Information shown:
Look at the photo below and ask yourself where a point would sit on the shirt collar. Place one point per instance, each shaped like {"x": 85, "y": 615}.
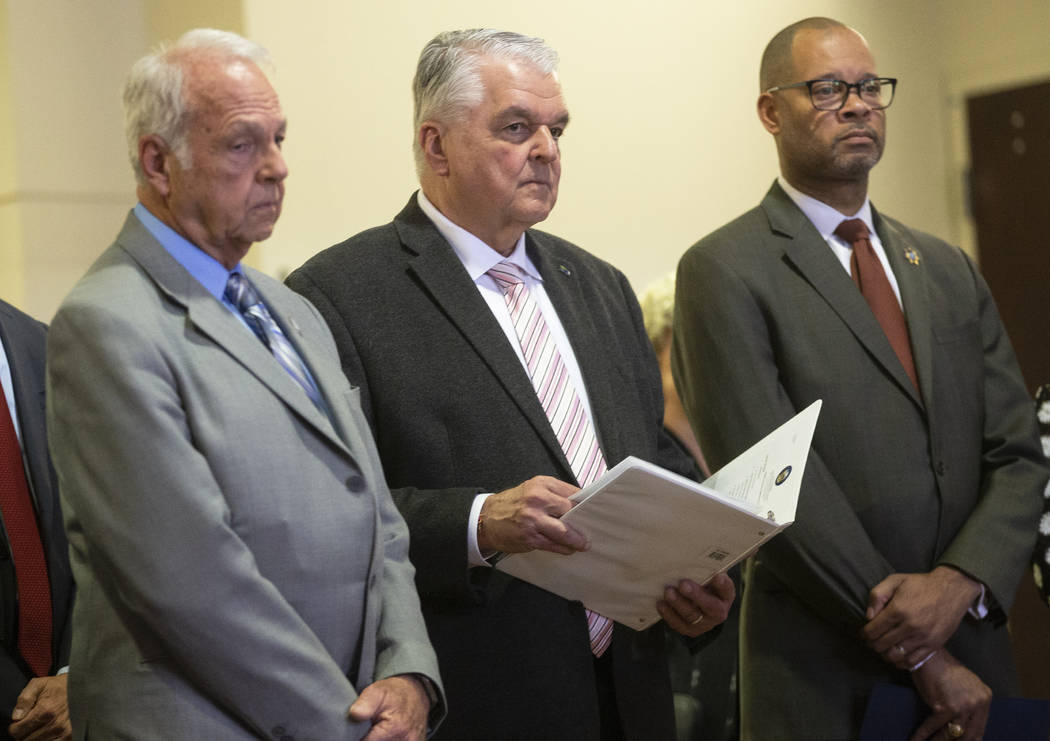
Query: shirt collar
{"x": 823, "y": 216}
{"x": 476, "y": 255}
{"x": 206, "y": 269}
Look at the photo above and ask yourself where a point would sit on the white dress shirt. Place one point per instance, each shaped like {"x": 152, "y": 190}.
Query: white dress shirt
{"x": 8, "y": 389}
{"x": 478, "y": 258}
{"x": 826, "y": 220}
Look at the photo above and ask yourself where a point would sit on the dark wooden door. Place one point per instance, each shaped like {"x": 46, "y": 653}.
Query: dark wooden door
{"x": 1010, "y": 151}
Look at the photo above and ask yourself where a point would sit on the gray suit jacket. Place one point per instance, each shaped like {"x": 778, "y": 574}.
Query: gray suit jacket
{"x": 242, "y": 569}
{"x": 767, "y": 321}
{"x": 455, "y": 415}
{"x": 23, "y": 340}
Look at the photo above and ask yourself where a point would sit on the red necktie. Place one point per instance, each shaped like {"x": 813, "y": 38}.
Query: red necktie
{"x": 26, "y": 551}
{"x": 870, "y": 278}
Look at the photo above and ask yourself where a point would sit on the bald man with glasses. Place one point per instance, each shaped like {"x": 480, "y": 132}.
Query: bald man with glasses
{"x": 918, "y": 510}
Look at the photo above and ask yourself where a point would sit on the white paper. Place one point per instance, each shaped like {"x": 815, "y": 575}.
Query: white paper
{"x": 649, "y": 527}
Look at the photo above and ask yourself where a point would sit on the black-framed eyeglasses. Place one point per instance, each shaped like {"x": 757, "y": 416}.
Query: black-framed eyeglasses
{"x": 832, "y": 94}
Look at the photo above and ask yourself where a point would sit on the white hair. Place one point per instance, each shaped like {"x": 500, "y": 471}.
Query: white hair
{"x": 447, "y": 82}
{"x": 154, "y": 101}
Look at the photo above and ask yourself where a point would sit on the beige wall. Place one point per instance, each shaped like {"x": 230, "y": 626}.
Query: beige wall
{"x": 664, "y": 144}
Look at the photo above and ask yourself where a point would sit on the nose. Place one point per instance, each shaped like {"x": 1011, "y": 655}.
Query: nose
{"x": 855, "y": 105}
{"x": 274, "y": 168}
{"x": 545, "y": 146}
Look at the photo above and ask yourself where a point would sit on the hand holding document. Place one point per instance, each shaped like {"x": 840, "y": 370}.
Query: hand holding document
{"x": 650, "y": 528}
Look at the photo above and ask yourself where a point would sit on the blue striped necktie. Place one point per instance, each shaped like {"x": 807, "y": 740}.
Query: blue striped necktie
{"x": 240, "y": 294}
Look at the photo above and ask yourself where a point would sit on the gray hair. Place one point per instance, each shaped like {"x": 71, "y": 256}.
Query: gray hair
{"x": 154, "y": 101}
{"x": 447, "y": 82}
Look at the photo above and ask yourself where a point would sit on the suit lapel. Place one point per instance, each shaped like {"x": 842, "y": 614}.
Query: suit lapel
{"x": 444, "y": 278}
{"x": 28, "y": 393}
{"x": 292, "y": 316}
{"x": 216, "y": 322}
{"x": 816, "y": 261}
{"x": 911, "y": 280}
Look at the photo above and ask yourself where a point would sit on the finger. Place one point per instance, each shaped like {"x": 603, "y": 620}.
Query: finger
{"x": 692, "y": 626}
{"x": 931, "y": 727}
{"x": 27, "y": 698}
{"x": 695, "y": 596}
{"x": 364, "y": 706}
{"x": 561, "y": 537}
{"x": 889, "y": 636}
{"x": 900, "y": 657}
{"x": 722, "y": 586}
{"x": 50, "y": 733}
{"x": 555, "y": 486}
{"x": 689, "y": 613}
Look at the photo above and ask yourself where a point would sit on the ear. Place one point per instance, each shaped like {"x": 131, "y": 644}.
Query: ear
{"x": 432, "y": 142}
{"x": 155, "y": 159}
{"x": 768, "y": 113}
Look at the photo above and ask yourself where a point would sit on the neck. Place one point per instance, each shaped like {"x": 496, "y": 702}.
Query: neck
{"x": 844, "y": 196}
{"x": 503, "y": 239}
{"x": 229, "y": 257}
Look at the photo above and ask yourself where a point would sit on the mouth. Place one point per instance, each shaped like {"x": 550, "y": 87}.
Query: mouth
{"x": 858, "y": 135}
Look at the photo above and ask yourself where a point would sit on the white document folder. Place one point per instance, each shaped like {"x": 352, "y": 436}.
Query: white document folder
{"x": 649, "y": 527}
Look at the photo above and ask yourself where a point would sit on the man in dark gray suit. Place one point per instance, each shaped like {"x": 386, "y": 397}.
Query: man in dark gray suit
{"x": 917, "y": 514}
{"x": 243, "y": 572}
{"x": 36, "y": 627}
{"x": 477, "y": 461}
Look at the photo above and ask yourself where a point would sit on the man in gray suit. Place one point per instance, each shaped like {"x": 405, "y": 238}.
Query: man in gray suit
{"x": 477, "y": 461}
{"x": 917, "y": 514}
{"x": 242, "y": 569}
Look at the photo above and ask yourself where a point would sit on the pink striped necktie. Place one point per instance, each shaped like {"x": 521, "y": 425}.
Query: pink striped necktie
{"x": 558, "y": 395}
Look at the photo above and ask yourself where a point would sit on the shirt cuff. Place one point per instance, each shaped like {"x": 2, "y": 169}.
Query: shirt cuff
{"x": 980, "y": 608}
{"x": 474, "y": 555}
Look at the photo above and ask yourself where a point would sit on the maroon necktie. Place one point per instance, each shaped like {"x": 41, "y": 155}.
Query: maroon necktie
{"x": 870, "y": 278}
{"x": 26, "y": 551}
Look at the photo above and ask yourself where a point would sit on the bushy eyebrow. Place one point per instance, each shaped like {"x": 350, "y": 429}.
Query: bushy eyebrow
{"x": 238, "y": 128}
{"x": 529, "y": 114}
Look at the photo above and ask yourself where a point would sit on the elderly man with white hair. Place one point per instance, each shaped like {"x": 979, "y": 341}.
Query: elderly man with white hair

--

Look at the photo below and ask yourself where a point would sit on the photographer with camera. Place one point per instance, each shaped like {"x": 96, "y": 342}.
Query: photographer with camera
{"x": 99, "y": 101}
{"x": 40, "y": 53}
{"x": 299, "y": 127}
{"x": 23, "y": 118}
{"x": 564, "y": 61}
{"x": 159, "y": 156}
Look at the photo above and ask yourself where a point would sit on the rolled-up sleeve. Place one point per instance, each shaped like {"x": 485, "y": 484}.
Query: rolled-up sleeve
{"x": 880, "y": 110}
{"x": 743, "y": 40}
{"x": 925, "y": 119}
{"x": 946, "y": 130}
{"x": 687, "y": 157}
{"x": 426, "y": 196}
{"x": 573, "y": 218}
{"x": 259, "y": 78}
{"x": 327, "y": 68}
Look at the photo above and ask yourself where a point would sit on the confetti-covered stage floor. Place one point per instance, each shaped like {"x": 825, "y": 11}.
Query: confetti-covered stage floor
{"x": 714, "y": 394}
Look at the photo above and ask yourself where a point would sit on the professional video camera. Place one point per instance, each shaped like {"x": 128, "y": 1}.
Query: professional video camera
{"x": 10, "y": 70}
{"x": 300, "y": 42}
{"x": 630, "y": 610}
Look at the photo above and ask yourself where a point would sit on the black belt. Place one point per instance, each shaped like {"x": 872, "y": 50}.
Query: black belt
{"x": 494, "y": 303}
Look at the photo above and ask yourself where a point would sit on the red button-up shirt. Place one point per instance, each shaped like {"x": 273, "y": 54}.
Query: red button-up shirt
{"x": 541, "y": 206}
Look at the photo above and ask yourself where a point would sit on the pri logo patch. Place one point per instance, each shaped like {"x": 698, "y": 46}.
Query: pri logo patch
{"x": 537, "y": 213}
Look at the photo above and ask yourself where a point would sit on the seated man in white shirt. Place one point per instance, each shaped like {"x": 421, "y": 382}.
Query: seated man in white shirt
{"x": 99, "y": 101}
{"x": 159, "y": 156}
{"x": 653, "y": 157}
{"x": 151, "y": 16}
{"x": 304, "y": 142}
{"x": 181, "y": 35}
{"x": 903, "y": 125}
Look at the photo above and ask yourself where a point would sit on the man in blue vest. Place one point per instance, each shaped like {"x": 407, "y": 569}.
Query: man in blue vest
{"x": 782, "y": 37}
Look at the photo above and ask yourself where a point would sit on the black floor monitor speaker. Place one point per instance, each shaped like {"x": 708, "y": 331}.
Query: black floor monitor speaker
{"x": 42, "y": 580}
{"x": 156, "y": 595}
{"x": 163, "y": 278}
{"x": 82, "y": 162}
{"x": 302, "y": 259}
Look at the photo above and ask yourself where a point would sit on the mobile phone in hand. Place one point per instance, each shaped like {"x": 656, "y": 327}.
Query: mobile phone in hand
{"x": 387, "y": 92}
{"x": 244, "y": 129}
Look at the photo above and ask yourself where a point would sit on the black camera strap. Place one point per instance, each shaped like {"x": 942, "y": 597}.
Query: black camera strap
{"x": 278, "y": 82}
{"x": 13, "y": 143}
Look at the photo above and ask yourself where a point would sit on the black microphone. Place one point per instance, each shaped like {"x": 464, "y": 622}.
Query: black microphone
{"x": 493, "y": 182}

Given task: Change "bushy" to "thick" in everything from the line containing "the shirt cuff." down to the line containing "Query: elderly man with white hair", and give those lines of the data again with nothing else altered.

Task answer:
Look at the photo above and ask yourself where a point would sit on the shirt cuff. Place one point per instance, each shaped like {"x": 2, "y": 169}.
Query: shirt cuff
{"x": 980, "y": 608}
{"x": 474, "y": 555}
Look at the photo above and ask yourself where a point would sit on the maroon necktie. Place one point per instance, each shaped like {"x": 41, "y": 155}.
Query: maroon necktie
{"x": 870, "y": 278}
{"x": 26, "y": 551}
Look at the photo above and ask yourself where a point would sit on the thick eyebrow. Place one point per instance, each shaped like {"x": 350, "y": 429}.
Query: thick eyebrow
{"x": 238, "y": 128}
{"x": 529, "y": 114}
Look at the photo above and ask yourself where a point would sit on the elderly man with white hair. Place one point per instance, each shaped like {"x": 979, "y": 341}.
Query: elderly man with white hair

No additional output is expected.